TEXT SHOWN:
┌────────

The startling cinematic success of American Splendor—an indie film uniquely merging the real-story-behind-the-film-story with the comic drawings that stand between the two—has kicked the familiar dilemma of the vernacular American artist up to new levels.

Over most of the planet, adults as well as children love comics, read them throughout life, and regard a considerable dimension of the output as “Art.” Not in the United States, at least not until Art Spiegelman’s MAUS and the author’s Pulitzer Prize (Ben Katchor’s MacArthur award added fuel to the fire). The publishing industry has only belatedly developed commercial interest in what has come to be called the “graphic story” (not quite as misleading as “comic,” to describe non-humorous material). And here comes World War 3 Illustrated, a political-artistic wallop at the System.

Actually, the WW3 project has been around for 20 years, annual volumes more or less self-published by a collection of youngish artists, anthologized occasionally (as Confrontational Comics by Four Walls, Eight Windows in 1995). But the political situation and the growing sense that a new art is aborning has turned a corner. World War 3 Illustrated: Taking Liberties, just off the press, has Spiegelman inside the front cover, Sue Coe close at hand, Tom Tomorrow delivering his usual jabs, and more than a dozen others, young and middle aged, including co-founder Peter Kuper (who draws the “Spy vs Spy” for the current Mad Magazine, and whose “Richie Bush,” a splendid takeoff on Richie Rich, is one of the hard-hitting highlights).

└────────

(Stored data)

┌────────

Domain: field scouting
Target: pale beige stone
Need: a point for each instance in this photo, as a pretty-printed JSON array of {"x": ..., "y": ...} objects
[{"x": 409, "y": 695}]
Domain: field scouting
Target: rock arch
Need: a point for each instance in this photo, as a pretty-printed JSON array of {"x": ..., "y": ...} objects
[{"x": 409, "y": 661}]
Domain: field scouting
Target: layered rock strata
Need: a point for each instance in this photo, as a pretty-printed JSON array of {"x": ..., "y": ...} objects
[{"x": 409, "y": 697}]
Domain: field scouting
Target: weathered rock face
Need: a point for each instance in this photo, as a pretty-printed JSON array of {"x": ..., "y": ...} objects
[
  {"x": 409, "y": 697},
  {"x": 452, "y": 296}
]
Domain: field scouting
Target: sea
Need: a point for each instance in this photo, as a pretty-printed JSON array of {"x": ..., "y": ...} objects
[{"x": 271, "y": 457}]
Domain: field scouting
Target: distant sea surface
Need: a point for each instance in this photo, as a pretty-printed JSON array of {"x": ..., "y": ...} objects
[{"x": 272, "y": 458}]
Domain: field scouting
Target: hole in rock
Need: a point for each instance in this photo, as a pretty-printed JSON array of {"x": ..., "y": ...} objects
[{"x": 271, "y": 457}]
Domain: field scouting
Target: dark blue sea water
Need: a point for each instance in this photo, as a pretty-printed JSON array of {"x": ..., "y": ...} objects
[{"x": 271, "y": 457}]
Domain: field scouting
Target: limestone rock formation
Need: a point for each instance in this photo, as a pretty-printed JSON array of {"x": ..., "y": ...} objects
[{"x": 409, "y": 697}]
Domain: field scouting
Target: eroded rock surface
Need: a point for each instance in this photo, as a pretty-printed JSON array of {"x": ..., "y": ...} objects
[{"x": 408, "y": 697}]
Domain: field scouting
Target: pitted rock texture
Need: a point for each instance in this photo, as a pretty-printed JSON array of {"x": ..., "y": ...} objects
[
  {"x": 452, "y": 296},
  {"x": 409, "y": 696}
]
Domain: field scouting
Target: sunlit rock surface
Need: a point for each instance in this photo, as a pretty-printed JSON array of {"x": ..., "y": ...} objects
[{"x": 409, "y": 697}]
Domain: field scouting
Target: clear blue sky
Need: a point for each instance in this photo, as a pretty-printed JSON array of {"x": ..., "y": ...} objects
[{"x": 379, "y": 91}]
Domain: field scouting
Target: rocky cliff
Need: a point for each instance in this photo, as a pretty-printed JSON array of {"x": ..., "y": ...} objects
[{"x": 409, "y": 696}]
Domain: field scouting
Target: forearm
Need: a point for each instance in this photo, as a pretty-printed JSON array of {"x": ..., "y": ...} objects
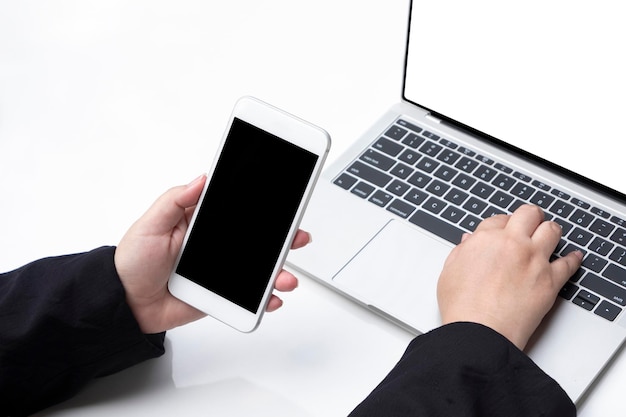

└────────

INSTRUCTIONS:
1. According to the comics review, which co-founder of World War 3 Illustrated draws "Spy vs Spy" for the current Mad Magazine?
2. Check each statement against the comics review and mark it yes or no, quoting the words that decide it: (a) A WW3 anthology appeared as Confrontational Comics in 1995. (b) Sue Coe's work sits inside the front cover of Taking Liberties. (c) Outside the United States, comics are mostly read by children.
3. Pick up the comics review after its last sentence and keep writing.

WRITTEN ANSWERS:
1. Peter Kuper

2.
(a) Yes: "anthologized occasionally (as Confrontational Comics by Four Walls, Eight Windows in 1995)"
(b) No: "has Spiegelman inside the front cover, Sue Coe close at hand"
(c) No: "Over most of the planet, adults as well as children love comics, read them throughout life"

3.
What we have here, in historical terms, is a recuperation of the 1910s Masses magazine’s Ash Can artists interacting with another war threat (the approach of the World War I, during which the magazine was suppressed) and a social promise (something of Greenwich Village and the Industrial Workers of the World). Offering a wide variety of artistic approaches, WW3 artists offer realistically and surrealistically enticing views of the horrors in front of us, the struggles to turn things around—and how stupid our leaders really look.
Paul Buhle is co-author with Dave Wagner of Hide in Plain Sight: The Hollywood Blacklistees in Film and Television, 1950-2002 (Paul Graves/St. Martin’s, 2003) and the upcoming Blacklisted: The Film Lover’s Guide to the Hollywood Blacklist (Paul Graves/St. Martin’s). He is working on a comic book version of the history of the Industrial Workers of the World.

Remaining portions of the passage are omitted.